* _Records for processing_
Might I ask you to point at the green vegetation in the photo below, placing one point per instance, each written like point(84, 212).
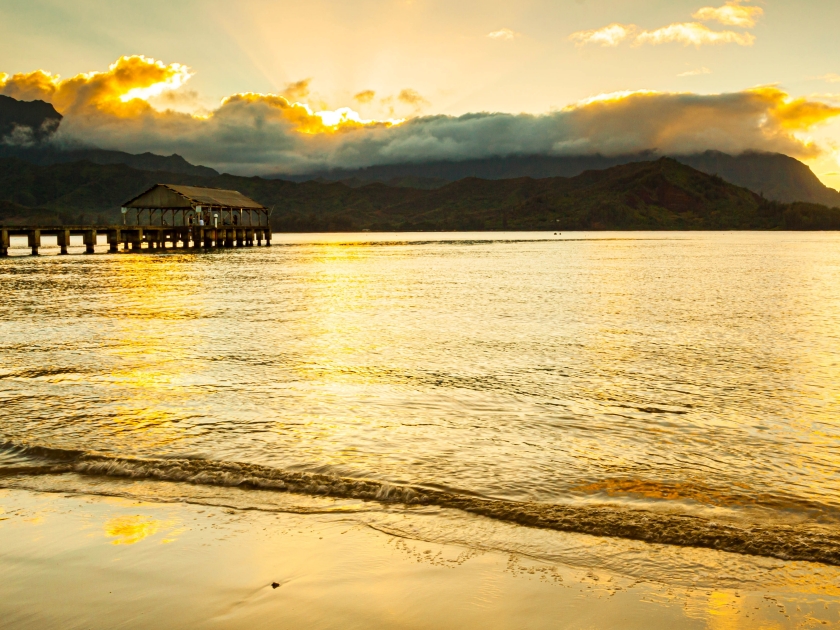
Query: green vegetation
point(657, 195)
==
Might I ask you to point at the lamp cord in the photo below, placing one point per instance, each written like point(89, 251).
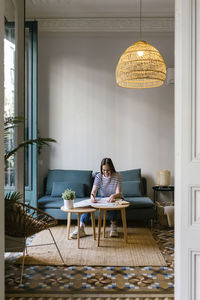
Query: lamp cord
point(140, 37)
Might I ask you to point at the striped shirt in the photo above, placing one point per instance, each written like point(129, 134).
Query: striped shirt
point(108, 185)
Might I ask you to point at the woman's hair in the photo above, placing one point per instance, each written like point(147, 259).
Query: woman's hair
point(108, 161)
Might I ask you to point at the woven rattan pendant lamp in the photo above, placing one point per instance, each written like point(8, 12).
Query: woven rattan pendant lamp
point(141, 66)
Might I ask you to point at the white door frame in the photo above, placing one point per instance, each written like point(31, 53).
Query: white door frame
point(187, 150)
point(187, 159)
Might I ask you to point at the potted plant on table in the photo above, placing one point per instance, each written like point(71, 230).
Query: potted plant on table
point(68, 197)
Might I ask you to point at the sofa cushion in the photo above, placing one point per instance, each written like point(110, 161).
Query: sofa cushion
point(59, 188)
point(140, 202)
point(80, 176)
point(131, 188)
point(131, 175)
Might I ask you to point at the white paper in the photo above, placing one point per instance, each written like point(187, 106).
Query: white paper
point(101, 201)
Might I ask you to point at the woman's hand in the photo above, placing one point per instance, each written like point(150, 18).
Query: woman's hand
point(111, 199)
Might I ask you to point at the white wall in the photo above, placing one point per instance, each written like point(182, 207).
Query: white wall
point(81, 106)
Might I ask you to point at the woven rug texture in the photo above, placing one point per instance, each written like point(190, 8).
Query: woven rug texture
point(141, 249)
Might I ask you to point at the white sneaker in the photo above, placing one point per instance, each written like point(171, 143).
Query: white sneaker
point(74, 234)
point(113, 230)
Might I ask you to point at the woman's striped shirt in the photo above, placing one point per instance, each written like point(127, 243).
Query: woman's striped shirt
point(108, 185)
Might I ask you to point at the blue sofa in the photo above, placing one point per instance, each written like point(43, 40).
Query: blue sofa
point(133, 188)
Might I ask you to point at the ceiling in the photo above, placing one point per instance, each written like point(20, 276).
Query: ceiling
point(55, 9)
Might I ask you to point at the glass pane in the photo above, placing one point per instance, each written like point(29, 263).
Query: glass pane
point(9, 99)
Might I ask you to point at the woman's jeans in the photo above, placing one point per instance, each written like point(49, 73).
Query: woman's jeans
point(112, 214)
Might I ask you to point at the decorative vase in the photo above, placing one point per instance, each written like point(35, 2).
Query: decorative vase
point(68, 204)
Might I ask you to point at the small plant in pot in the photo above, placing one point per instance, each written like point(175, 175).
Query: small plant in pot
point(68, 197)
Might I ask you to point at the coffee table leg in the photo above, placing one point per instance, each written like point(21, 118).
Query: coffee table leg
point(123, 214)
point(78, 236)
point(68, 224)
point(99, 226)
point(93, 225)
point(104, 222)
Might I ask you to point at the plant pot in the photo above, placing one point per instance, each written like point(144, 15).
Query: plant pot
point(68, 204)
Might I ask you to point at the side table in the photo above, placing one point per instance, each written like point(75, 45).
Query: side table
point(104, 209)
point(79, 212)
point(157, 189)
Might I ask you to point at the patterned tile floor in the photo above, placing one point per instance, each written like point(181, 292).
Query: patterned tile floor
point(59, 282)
==
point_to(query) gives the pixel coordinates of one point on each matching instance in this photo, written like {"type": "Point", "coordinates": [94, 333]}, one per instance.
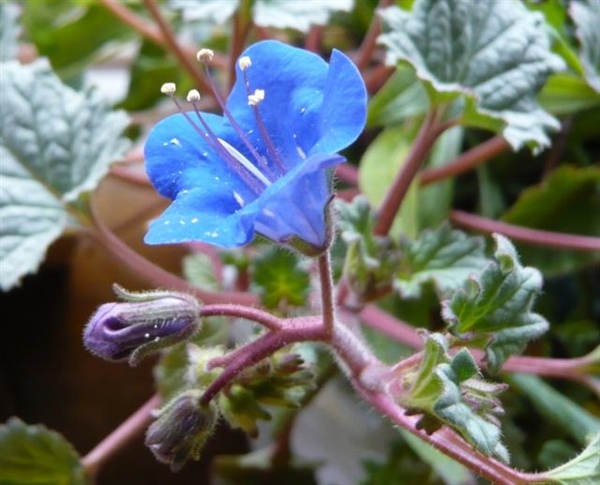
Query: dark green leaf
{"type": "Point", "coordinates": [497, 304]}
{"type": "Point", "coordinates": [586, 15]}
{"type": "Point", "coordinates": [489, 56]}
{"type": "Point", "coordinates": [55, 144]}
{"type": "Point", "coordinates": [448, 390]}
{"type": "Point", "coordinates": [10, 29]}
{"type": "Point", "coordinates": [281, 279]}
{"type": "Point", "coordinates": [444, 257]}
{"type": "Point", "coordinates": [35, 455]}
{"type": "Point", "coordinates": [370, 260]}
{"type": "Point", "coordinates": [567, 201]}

* _Assignment_
Determine how many lines above contain "below" and respond with that number only.

* _Answer area_
2